(Beginning of SOURCE DOCUMENT)

Growing up, I felt uncomfortable with how little I connected to my racial identity. I cannot speak Mandarin or Burmese; I do not have first-generation immigrant parents. I am thoroughly Westernized.
This was particularly concerning to me when I first began writing for a literary magazine that dedicated itself to the “Asian American experience.” I wanted to be able to write beautifully about my Asianness, wanted to convey my relationship to my heritage as lyrically as the Asian authors who topped the New York Times Best Seller List every year. But I didn’t even know what my relationship to my heritage was. I could not relate to the personal experiences of my Asian friends, nor most representations of Asian Americans in the media.
In those stories, there were always lunchtime microaggressions and a profound discomfort with being Asian, and the writer always seemed to have some poetic reckoning with their race at the end. The same stories were told repeatedly, turning lived Asian American experiences into new tropes. It wasn’t the nerdy math kid now. It was the daughter who wanted so badly to be White, the graphic acts of violence (always in Chinatown) where an elder got spat on and called a slur. More than anything, it was the ruthless and cruel mother who could never say “I love you,” who slapped her child across the face then cut up fruit – pears, oranges, mangoes – in forgiveness. Each time the rhetoric veered closer to claiming that for Asian people, food was love.
No book contributed as single-handedly to this trope as Crying in H Mart, a critically acclaimed memoir by Michelle Zauner released mid-pandemic recovery. As the world grieved the loss of family, of structure, Zauner offered up her turbulent adolescence in comparison. She described her complicated relationship with her mother, fraught and uncomfortable. At every mounting tension between the two, the scene would mount with a heavy-handed tasting of kimchi, a climactic spoonful of jjigae. This is love, Zauner seemed to be convincing herself. Food is how she loved me, she repeated, and each time I believed her a little bit less.
The ravings about Crying in H Mart spurred a wave of similar personal essays, many of which were submitted for publication in my magazine. But each piece I read felt more reductive than the last. The trope may have started out purely, with genuine love and fondness for childhood memories. But I had seen it perpetuated over and over, each time offering less nuance and seeking more pity, wallowing in itself. It seemed the easy way out, to justify poor parental communication (and in Zauner’s case, an at-times emotionally abusive relationship). It allowed writers to resent their parents, but still pardon them in front of the entire world.
As I read, I decided my discomfort stemmed from one core realization. The lone act of making food should not be equated to love. There’s no love inherent in food preparation. Food can be weaponized. Food can be withheld. These writers know it’s guilt that brings their mothers out, reluctantly knocking on their doors with a bowl of fruit. They wish their mothers would use their words.
The prose of Crying in H Mart did not validate my Asianness. My reaction to it did. Realizing how disappointed I felt only strengthened my conviction that my narrative and experience was valid. My story does not need to look like Zauner’s or anyone else’s to be equally Asain American. But then who were these thousands of identical, sad stories for? Certainly not the Asian Americans already living them. I believe that if our history was properly taught, we would not have to resort to stereotyping ourselves into something more “understandable” to White people. Instead, we just keep on hearing about the Chinese Exclusion Act and Stop Asian Hate. If we read Asian American literature in English classes, if we talked about Black and Asian solidarity, if we learned about our history independent of its contributions to Whiteness, maybe then I would not have disliked Crying in H Mart so much. Maybe then I would not have grown up reading narratives whose only purpose was to try to garner White sympathy. Maybe then I would have understood earlier that my Asian identity is authentic, just as it is.

(End of SOURCE DOCUMENT)
(Beginning of INFORMATION GIVEN)

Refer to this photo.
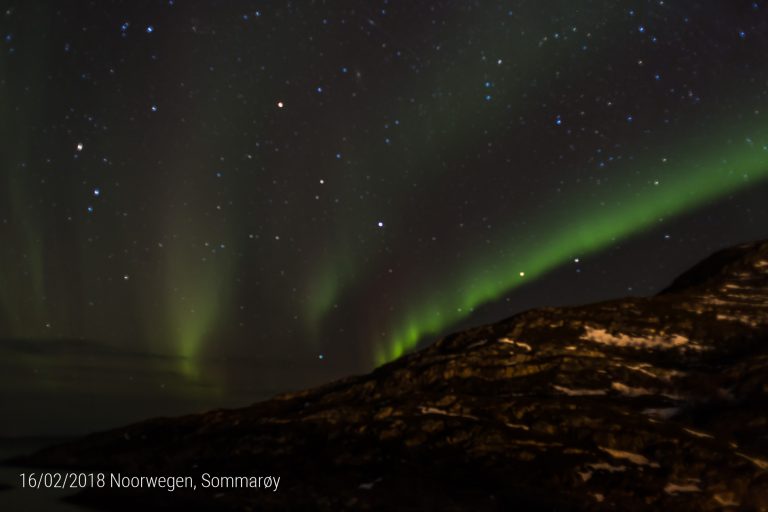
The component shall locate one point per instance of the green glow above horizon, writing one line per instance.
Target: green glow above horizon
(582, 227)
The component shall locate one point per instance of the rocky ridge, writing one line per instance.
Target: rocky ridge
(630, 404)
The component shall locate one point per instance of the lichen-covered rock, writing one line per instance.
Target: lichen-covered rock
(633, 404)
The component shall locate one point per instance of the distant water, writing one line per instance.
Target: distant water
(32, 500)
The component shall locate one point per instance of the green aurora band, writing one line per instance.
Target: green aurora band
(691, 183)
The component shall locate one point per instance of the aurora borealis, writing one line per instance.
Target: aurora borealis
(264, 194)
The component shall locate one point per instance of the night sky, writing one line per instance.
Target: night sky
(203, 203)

(End of INFORMATION GIVEN)

- [HOW TO COMPLETE THIS TASK]: Please list every kind of fruit named in the essay. The records aren't needed here.

- [RESPONSE BOX]: pears, oranges, mangoes